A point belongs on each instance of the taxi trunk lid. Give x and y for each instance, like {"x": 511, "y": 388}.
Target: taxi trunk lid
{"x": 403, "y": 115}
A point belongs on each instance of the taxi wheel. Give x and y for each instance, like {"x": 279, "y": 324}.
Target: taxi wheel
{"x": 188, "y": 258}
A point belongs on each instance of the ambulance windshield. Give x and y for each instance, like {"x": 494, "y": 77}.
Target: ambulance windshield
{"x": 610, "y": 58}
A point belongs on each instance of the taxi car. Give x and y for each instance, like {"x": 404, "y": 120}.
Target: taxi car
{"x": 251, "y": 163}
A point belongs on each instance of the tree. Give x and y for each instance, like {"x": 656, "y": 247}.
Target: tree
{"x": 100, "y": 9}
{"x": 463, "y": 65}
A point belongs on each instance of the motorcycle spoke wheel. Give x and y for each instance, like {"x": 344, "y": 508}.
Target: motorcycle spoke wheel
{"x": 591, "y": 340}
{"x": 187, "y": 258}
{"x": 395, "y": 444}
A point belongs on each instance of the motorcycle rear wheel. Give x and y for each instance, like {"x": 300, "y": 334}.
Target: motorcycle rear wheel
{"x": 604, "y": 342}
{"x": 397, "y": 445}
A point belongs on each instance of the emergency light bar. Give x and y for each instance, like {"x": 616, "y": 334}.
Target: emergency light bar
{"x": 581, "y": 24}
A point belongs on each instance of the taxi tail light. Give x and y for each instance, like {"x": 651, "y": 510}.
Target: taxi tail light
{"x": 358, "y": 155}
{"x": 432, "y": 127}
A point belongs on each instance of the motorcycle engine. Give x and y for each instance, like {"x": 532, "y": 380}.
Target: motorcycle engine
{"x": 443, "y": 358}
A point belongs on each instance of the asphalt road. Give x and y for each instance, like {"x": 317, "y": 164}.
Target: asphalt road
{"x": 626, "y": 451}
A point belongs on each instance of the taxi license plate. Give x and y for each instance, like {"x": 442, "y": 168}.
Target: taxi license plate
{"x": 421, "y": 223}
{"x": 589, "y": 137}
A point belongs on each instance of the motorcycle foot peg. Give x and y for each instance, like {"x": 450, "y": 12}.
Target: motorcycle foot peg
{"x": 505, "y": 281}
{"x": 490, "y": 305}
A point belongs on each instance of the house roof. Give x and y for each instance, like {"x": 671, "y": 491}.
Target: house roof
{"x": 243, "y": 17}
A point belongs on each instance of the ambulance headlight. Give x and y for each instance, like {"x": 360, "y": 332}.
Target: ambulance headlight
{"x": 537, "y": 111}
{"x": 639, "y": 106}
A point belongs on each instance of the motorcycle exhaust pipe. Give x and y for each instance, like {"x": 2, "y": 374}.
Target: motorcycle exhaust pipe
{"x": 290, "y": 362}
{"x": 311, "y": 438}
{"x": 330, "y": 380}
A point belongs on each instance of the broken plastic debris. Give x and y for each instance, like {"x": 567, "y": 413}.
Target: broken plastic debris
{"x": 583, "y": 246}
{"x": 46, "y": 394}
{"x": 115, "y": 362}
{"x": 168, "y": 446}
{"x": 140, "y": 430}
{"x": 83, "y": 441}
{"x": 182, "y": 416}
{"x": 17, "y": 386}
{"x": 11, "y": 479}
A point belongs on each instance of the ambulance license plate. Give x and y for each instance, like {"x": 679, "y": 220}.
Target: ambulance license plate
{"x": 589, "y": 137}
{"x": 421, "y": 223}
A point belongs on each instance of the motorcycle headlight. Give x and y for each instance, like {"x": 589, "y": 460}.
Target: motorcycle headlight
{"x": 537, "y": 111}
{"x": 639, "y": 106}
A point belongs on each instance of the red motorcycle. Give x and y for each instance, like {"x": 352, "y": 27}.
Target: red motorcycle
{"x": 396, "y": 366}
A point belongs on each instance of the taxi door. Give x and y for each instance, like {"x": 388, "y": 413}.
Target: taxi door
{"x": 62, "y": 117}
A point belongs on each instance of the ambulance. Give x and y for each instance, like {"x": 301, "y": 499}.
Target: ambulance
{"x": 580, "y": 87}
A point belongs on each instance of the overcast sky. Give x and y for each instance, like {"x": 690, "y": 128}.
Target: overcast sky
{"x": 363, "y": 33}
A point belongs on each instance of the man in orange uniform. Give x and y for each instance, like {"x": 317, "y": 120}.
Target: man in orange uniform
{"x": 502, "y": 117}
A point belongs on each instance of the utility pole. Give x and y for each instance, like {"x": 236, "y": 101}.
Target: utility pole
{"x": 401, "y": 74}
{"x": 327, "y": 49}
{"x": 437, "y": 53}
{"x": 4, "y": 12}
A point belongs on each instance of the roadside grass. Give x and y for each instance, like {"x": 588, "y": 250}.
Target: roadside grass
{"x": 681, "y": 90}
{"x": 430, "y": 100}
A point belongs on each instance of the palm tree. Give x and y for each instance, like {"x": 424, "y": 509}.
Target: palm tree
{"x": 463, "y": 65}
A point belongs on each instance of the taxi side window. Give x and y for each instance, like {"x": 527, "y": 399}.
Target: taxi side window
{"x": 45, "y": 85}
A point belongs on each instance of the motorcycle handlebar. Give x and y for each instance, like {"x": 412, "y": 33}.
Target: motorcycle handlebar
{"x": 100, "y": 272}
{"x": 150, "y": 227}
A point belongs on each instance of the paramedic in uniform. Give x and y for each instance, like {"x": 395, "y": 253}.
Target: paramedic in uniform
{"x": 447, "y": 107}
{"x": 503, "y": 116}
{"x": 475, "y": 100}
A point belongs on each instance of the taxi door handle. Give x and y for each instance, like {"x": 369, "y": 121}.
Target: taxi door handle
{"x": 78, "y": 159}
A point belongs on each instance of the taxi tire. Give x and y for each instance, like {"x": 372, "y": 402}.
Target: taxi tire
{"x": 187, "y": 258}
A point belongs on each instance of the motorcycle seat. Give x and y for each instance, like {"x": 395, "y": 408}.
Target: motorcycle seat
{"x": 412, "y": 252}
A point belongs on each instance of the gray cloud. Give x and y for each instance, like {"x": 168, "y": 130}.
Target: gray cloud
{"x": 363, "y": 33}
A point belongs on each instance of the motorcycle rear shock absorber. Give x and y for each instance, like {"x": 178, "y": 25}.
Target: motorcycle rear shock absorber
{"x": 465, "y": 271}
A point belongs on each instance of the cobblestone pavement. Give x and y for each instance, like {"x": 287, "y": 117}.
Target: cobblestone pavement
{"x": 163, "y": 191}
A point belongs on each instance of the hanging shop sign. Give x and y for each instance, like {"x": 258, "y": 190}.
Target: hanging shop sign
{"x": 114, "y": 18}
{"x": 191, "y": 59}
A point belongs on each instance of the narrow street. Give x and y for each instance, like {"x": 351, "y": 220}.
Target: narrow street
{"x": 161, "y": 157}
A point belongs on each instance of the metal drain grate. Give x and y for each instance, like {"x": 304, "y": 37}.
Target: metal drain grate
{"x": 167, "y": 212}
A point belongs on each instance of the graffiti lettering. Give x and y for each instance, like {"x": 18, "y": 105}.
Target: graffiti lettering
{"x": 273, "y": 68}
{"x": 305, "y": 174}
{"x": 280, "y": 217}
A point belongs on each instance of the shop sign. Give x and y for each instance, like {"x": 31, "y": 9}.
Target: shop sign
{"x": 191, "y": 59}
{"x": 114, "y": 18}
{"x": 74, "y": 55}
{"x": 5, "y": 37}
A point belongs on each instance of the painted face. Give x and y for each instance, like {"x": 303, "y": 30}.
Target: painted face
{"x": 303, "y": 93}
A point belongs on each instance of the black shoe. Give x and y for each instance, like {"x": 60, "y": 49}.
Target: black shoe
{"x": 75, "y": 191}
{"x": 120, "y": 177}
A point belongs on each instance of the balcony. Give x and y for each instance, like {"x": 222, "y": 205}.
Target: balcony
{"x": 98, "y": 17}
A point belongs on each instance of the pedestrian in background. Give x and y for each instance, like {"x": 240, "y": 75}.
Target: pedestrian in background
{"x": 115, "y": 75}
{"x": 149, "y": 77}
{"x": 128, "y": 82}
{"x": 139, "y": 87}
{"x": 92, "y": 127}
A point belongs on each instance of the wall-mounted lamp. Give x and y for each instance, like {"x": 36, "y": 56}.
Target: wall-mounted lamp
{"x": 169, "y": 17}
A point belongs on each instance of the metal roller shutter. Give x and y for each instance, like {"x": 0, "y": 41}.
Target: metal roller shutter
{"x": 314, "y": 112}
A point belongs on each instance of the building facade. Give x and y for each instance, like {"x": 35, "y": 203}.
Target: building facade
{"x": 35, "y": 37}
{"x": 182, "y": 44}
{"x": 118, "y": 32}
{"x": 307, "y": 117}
=-=-=
## Directions for this task
Reproduce verbatim only this range: the first line of the material through the line that contains "A point belongs on each instance of the taxi wheel.", inclusive.

## Finished exercise
A point belongs on each instance of the taxi trunk lid. Give x and y for each instance, like {"x": 511, "y": 388}.
Target: taxi trunk lid
{"x": 403, "y": 115}
A point belongs on each instance of the taxi wheel. Give x and y for each instance, like {"x": 279, "y": 324}.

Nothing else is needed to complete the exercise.